>> begin DATA IN THIS EXERCISE
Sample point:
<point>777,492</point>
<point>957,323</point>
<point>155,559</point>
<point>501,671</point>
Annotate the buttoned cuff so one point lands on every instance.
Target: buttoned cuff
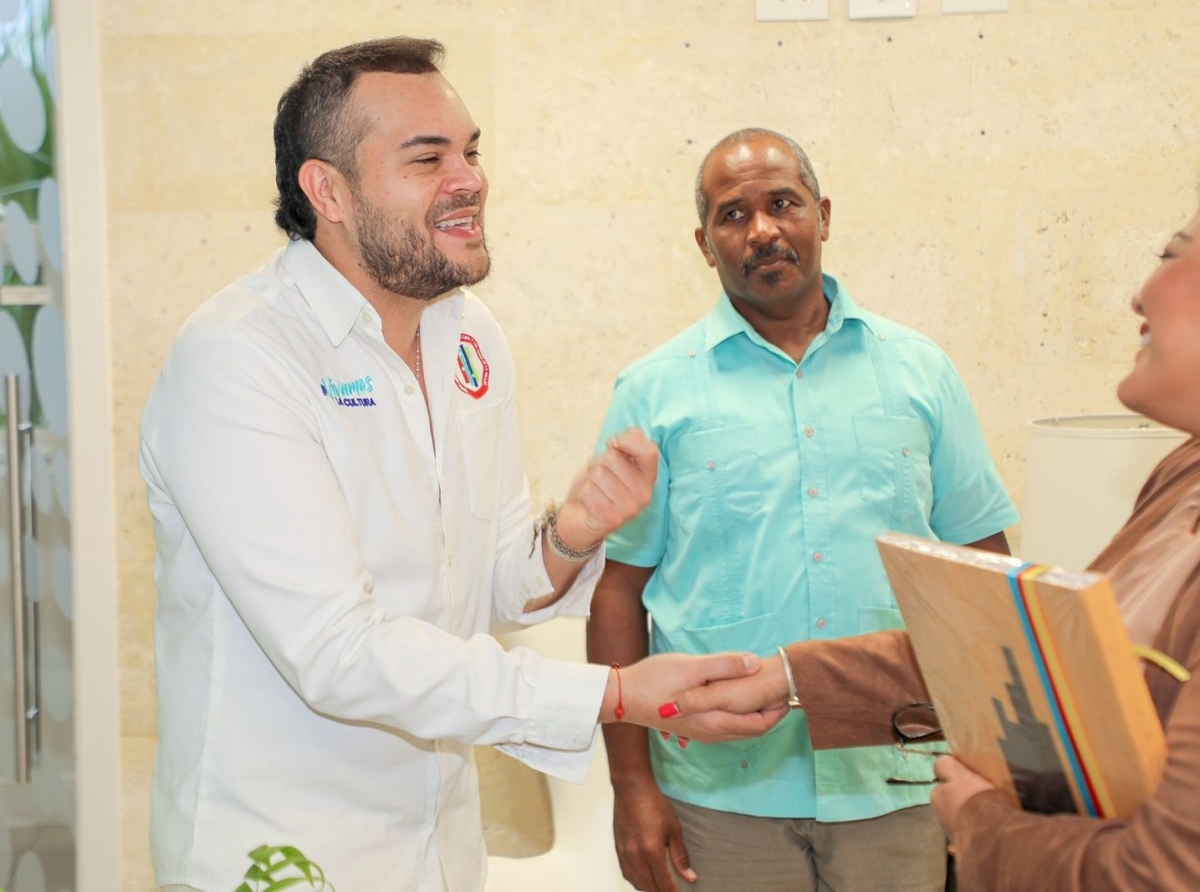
<point>575,602</point>
<point>564,723</point>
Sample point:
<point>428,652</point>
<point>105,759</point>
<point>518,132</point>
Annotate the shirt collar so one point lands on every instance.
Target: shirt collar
<point>337,304</point>
<point>334,300</point>
<point>725,322</point>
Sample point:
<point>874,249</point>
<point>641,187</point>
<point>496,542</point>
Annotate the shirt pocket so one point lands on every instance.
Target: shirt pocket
<point>893,466</point>
<point>879,618</point>
<point>479,433</point>
<point>715,480</point>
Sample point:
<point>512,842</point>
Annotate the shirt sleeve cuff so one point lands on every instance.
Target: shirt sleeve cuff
<point>575,602</point>
<point>564,724</point>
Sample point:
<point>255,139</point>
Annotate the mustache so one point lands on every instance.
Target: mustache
<point>439,210</point>
<point>765,253</point>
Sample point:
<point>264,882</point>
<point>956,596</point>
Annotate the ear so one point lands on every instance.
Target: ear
<point>706,247</point>
<point>327,190</point>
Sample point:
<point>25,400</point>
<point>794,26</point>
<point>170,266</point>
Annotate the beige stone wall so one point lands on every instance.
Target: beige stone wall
<point>1001,183</point>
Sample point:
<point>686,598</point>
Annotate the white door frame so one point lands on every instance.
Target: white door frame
<point>81,169</point>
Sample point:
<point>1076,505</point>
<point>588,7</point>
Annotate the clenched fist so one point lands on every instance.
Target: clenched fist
<point>610,491</point>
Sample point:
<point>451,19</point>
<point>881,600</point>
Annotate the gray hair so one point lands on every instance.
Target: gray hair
<point>808,177</point>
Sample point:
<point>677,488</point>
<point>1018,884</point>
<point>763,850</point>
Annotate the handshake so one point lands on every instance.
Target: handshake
<point>724,696</point>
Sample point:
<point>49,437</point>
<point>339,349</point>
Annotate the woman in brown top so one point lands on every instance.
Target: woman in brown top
<point>851,687</point>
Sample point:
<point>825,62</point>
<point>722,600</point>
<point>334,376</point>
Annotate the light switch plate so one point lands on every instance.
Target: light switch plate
<point>882,9</point>
<point>791,10</point>
<point>951,7</point>
<point>24,295</point>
>> end DATA IN THIS EXERCISE
# STATED PROBLEM
Quote all of the lines above word for word, omitting the pictures.

# ANSWER TO THIS PROBLEM
Sample point:
<point>777,492</point>
<point>957,323</point>
<point>155,559</point>
<point>501,671</point>
Annotate the buttoned cuff so one point lands on every instance.
Target: buttoned cuff
<point>575,602</point>
<point>564,723</point>
Sample point:
<point>428,652</point>
<point>105,759</point>
<point>518,132</point>
Annotate the shirt collar so one point lands on every instance.
Target: shirt collar
<point>337,304</point>
<point>334,300</point>
<point>725,322</point>
Sample point:
<point>874,249</point>
<point>641,187</point>
<point>496,542</point>
Annotate the shirt pocket so one point lands on every instance.
Target: shirt pocket
<point>893,466</point>
<point>879,618</point>
<point>479,433</point>
<point>715,480</point>
Sample point:
<point>512,842</point>
Annotate the shirt sleeve cuff so one point lands on every instance.
Target: shirt sleeve cuff
<point>575,602</point>
<point>564,724</point>
Sample point:
<point>255,139</point>
Annotate the mustache so one point lands on every instance.
Target: mustache
<point>439,210</point>
<point>765,253</point>
Sample point:
<point>264,882</point>
<point>956,596</point>
Annotate the ear so one point lands on every instance.
Target: ear
<point>706,247</point>
<point>327,190</point>
Sample point:
<point>25,400</point>
<point>794,26</point>
<point>170,266</point>
Annotate the beige stone wall so one point lands on every instance.
Target: beige stone wall
<point>1001,183</point>
Sample point:
<point>686,598</point>
Annotate the white door frame so one point lands on every instance.
Target: white door frame
<point>81,169</point>
Sample point:
<point>1076,505</point>
<point>588,7</point>
Annotate the clenched fist so one point lands on every instance.
Target: clenched fist
<point>610,491</point>
Sample point:
<point>451,19</point>
<point>881,600</point>
Annotate the gray hair so one point lands on every instance.
Target: gray hair
<point>808,177</point>
Sample point:
<point>677,488</point>
<point>1018,884</point>
<point>763,850</point>
Annotate the handshake so one point lands on every instance.
Target: handshake
<point>724,696</point>
Sample point:
<point>49,437</point>
<point>339,349</point>
Annotate the woman in brown top so one point lands on every instance.
Target: woman in brown top
<point>851,687</point>
Sample point:
<point>825,62</point>
<point>722,600</point>
<point>334,376</point>
Annotate the light switch plate so one point lands on every instance.
Target: light switch plate
<point>882,9</point>
<point>791,10</point>
<point>951,7</point>
<point>24,295</point>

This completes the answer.